--- START PROVIDED TEXT ---

Flour, water and a few other ingredients
25 May 2025
Dear LPG readers,
I shop online these days, and while I was ordering a few essentials recently, one particular grocery item stopped me in my tracks.
While choosing what loaf of bread to have on the day, I noticed that the Sainsbury’s online shop gave me 348 different kinds of bread to choose from. Usually, I would have just picked the one I always liked, but I stopped to think momentarily. I know many choices included different-sized loaves, baps, buns, and rolls, but even if you compensate by allowing half the amount of varieties, there are still 174 different kinds of bread on their shelves. They are not even a specialist shop. I should look at another of the big grocery shops and found that Tesco had 284. I am sure those figures fluctuate a bit, but whatever you look at it, that is a lot of bread.
Having completed my shopping order, I had a few bread-flavoured questions for Google, and there were some eye-opening answers.
Apparently, the first recorded evidence of bread in our world can be traced back as far as 14,000 years ago, and anyone who attends church will note its significance throughout the Bible. In this modern world, the varieties of bread used for communion are also seriously varied.

--- END PROVIDED TEXT ---
--- START RECORD SET ---

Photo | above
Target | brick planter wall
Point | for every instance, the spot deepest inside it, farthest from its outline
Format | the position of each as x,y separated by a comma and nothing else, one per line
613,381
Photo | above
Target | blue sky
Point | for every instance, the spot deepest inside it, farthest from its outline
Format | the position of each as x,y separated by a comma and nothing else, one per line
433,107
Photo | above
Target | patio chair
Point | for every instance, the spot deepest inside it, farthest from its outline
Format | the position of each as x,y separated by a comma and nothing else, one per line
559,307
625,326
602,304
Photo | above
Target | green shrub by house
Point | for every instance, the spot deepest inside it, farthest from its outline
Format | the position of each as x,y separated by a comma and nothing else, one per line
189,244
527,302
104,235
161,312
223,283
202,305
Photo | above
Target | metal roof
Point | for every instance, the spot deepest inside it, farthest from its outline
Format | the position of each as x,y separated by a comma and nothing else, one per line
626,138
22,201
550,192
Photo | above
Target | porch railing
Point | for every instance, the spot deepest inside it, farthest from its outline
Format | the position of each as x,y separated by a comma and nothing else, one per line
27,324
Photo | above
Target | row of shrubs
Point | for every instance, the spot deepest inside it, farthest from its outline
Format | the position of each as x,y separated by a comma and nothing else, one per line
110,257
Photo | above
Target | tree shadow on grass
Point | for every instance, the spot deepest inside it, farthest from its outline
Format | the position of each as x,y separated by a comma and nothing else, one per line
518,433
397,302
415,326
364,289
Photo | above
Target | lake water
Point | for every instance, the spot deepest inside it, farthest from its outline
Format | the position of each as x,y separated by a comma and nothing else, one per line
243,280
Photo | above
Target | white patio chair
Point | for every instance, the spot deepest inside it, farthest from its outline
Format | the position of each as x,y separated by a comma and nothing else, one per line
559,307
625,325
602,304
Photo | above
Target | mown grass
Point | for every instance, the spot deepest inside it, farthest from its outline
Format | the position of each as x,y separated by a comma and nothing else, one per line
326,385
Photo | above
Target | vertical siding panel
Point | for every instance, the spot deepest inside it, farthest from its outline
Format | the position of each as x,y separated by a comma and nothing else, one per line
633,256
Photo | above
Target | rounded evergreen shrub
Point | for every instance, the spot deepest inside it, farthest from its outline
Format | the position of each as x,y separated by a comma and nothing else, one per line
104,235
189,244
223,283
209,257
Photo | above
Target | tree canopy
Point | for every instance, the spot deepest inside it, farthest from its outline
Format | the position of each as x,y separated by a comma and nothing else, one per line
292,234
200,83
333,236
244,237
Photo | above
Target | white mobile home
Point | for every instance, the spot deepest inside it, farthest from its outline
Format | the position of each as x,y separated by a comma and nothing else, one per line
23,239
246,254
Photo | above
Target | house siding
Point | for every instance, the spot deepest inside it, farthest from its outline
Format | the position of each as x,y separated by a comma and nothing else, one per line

--- END RECORD SET ---

▸ **TASK BRIEF**
Copy out the letter about bread above in full, word for word.

▸ **RESULT OF THE EXERCISE**
Flour, water and a few other ingredients
25 May 2025
Dear LPG readers,
I shop online these days, and while I was ordering a few essentials recently, one particular grocery item stopped me in my tracks.
While choosing what loaf of bread to have on the day, I noticed that the Sainsbury’s online shop gave me 348 different kinds of bread to choose from. Usually, I would have just picked the one I always liked, but I stopped to think momentarily. I know many choices included different-sized loaves, baps, buns, and rolls, but even if you compensate by allowing half the amount of varieties, there are still 174 different kinds of bread on their shelves. They are not even a specialist shop. I should look at another of the big grocery shops and found that Tesco had 284. I am sure those figures fluctuate a bit, but whatever you look at it, that is a lot of bread.
Having completed my shopping order, I had a few bread-flavoured questions for Google, and there were some eye-opening answers.
Apparently, the first recorded evidence of bread in our world can be traced back as far as 14,000 years ago, and anyone who attends church will note its significance throughout the Bible. In this modern world, the varieties of bread used for communion are also seriously varied.